Hierzulande sind Berlioz’ Trojaner nicht sehr bekannt, das Werk ist an der Staatsoper zudem zuletzt vor knapp 40 Jahren gespielt worden. Wie würden Sie dieses Stück in nur einem Satz beschreiben, wie lautet die Essenz?
Alain Altinoglu: Les Troyens ist die größte und gewaltigste französische Oper, quasi – ohne sie formal, inhaltlich oder stilistisch vergleichen zu wollen – die französische Götterdämmerung. Und ich füge noch einen zweiten Satz hinzu: In diesem Werk manifestiert sich – zwar auf wunderbare Weise, aber dennoch – der gesamte Größenwahn und die besondere Verrücktheit von Hector Berlioz.

Aber warum packte ihn gerade bei dieser Oper der Größenwahn und worin besteht er? Und wie sollte man „Verrücktheit“ verstehen?

ZIEL
Schreib den Text über Berlioz’ Oper Les Troyens nach seinem letzten Satz weiter. Das anschließende Material stammt aus einer anderen Quelle.

ANGEZEIGTE DATEN
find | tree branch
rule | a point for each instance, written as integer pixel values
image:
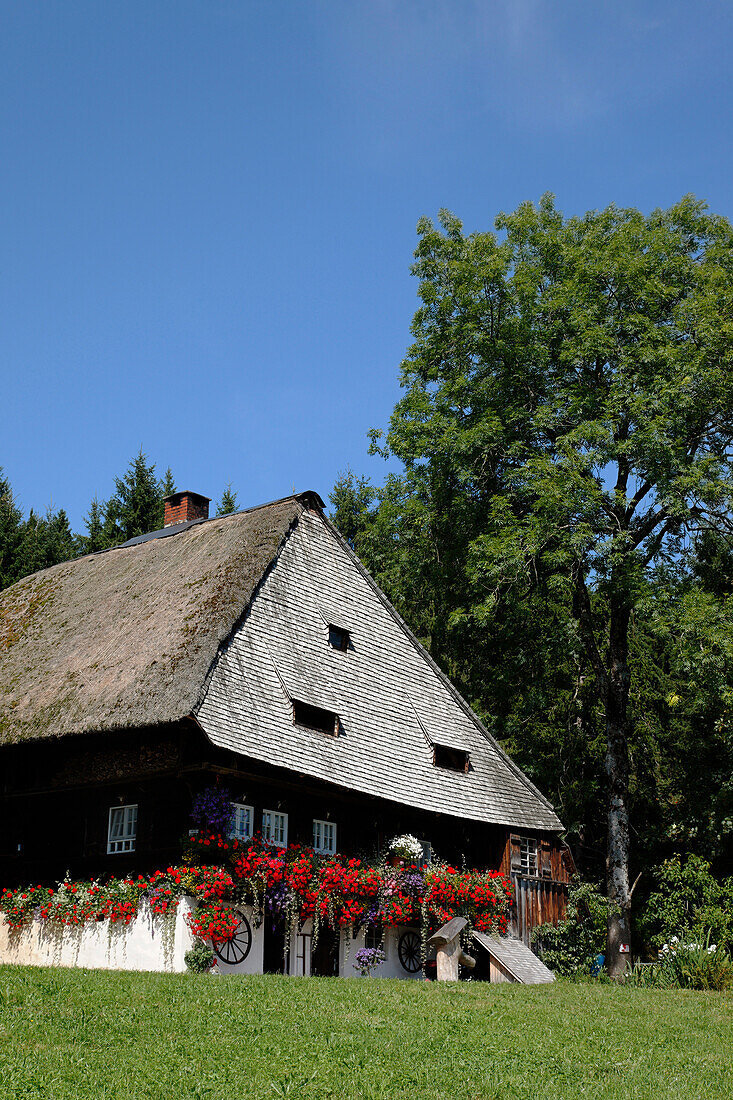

LÖSUNG
Alain Altinoglu: „Verrückt“ meine ich im buchstäblichen psychiatrischen Sinn. Wer immer seine Briefe und vor allem seine geradezu fantastischen Memoiren liest, wird einen Eindruck vom Grad dieser Verrücktheit bekommen. So beschreibt er zum Beispiel, wie er in Rom einst auf fünf Straßenräuber traf und alle mit einem Messer tötete. Und seine Erinnerungen quellen über vor ähnlichen haarsträubenden Geschichten, an denen kein einziges Wort der Wahrheit entspricht. Auf jeden Fall muss man alle seine Äußerungen, auch auf musikalischem Gebiet, grundsätzlich aus dieser Perspektive heraus lesen und verstehen. Größenwahnsinnig war er übrigens nicht nur bei den Trojanern, sondern nahezu in seinem kompletten OEuvre: Er liebte ganz einfach riesengroße Orchesterbesetzungen, eine Vielzahl an Solisten und Statisten, überdimensionale Chöre. Als ihm im Zuge einer Aufführung seines Requiems mitgeteilt wurde, dass seiner Forderung nach 400 Tenören unmöglich stattgegeben werden kann, sagte er: „Gut, mir reichen auch 200 Tenöre.“ Pragmatik war, wie wir daraus ersehen, ein Fremdwort für ihn. Kurzum: Es ist somit eigentlich kein Wunder, dass Berlioz die Realisation einer Komplett-Aufführung dieser großdimensionierten Trojaner nicht mehr erleben konnte.

Wäre es verwegen, wenn man einige größere Striche vornehmen würde? Könnte man nicht wenigstens das riesige Orchester etwas verkleinern – indem man etwa bei allen Streichern einfach ein Pult einspart – das würde die eigentliche Besetzung ja nicht wirklich verändern?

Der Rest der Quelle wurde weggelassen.